Check every line of the data and copy the ones where "covered" appears.

↓

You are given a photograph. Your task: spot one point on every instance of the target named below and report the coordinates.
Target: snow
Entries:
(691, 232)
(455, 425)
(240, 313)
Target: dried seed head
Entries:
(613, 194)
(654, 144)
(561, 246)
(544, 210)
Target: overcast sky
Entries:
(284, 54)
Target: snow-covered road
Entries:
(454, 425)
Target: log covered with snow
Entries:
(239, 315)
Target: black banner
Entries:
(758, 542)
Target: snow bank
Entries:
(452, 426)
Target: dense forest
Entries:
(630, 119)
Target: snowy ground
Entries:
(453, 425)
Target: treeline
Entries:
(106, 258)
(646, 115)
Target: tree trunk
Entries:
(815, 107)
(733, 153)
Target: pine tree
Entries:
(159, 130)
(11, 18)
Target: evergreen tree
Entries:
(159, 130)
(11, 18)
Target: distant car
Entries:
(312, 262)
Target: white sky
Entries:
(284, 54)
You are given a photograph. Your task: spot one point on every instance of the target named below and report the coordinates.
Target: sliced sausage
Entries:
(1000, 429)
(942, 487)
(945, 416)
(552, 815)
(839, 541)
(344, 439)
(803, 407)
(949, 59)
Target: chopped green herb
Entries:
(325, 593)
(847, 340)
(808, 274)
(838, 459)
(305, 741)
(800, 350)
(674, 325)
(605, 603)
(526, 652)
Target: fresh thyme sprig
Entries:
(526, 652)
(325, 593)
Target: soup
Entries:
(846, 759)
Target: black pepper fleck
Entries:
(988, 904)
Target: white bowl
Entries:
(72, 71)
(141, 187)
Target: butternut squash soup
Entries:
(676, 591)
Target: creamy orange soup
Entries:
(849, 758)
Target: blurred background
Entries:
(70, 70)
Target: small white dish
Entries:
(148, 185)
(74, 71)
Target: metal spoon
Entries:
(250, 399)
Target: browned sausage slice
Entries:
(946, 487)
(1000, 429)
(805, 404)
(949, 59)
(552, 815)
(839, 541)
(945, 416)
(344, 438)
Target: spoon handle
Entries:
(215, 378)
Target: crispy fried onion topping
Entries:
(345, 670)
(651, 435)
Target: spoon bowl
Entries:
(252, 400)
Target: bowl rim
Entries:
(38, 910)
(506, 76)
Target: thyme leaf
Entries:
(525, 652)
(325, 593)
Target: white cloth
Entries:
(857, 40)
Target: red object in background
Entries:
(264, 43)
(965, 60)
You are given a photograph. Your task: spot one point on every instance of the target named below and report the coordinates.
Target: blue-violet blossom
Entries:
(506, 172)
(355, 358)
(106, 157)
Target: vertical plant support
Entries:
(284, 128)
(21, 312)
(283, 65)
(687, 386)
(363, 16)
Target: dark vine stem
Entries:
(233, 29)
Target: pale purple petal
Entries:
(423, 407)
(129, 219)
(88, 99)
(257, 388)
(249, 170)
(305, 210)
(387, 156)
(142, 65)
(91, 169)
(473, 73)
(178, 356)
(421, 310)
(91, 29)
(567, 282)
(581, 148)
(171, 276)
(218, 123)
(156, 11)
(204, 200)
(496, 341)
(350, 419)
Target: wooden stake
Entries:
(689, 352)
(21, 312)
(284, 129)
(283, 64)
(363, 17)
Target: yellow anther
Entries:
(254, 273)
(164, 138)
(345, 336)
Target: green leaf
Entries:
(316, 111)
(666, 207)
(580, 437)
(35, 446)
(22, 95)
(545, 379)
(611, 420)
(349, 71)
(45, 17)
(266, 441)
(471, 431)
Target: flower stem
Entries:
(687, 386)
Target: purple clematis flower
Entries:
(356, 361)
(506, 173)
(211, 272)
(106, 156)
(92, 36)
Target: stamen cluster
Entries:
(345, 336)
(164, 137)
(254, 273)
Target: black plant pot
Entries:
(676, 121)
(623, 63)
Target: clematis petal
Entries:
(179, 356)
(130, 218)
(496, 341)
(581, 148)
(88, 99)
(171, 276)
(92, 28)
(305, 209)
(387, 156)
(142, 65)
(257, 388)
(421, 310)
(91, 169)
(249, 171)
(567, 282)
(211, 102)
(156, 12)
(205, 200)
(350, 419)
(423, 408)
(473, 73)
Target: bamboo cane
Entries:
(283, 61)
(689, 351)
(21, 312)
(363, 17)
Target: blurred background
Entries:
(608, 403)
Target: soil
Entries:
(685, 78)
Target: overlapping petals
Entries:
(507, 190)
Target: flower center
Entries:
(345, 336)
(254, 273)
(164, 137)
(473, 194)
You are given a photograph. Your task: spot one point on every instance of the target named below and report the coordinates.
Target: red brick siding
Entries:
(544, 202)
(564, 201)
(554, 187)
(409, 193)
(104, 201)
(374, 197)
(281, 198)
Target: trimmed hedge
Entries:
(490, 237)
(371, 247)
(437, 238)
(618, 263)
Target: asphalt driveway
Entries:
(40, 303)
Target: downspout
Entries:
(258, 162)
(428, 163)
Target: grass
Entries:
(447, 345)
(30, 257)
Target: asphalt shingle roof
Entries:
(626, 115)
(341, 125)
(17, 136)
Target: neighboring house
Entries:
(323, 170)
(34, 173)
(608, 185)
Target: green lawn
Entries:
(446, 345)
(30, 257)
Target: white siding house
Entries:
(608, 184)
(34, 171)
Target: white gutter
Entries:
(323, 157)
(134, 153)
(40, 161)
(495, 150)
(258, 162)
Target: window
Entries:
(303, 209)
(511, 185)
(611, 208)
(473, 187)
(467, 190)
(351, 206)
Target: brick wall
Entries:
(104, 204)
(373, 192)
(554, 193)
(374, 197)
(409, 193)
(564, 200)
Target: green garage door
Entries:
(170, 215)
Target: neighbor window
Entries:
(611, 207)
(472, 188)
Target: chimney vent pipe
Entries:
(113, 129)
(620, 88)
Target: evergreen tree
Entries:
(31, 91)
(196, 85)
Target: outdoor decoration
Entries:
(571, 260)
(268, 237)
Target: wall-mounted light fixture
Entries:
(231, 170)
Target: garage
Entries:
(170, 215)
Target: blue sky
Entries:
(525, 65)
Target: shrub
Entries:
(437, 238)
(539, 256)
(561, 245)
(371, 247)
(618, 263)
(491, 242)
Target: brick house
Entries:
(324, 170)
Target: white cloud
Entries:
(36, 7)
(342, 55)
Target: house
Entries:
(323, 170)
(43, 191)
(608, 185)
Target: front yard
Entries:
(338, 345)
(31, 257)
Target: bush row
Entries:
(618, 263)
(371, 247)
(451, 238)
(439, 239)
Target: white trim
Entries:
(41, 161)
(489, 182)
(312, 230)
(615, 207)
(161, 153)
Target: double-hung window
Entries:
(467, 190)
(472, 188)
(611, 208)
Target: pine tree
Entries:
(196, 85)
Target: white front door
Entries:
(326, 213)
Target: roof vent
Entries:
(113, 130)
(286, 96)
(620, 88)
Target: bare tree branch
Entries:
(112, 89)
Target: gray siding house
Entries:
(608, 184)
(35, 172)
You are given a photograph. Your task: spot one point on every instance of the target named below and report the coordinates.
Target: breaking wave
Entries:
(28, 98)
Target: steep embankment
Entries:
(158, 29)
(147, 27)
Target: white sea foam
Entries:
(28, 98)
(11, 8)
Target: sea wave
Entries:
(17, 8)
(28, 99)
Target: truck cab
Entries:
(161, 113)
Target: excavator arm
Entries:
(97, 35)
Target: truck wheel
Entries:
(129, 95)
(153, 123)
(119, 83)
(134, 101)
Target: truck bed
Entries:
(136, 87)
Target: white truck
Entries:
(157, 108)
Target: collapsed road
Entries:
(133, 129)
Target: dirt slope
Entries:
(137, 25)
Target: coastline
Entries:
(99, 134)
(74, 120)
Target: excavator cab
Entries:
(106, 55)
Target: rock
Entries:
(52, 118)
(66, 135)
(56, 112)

↑

## EXERCISE ANSWER
Target: snow-covered road
Target: log covered with snow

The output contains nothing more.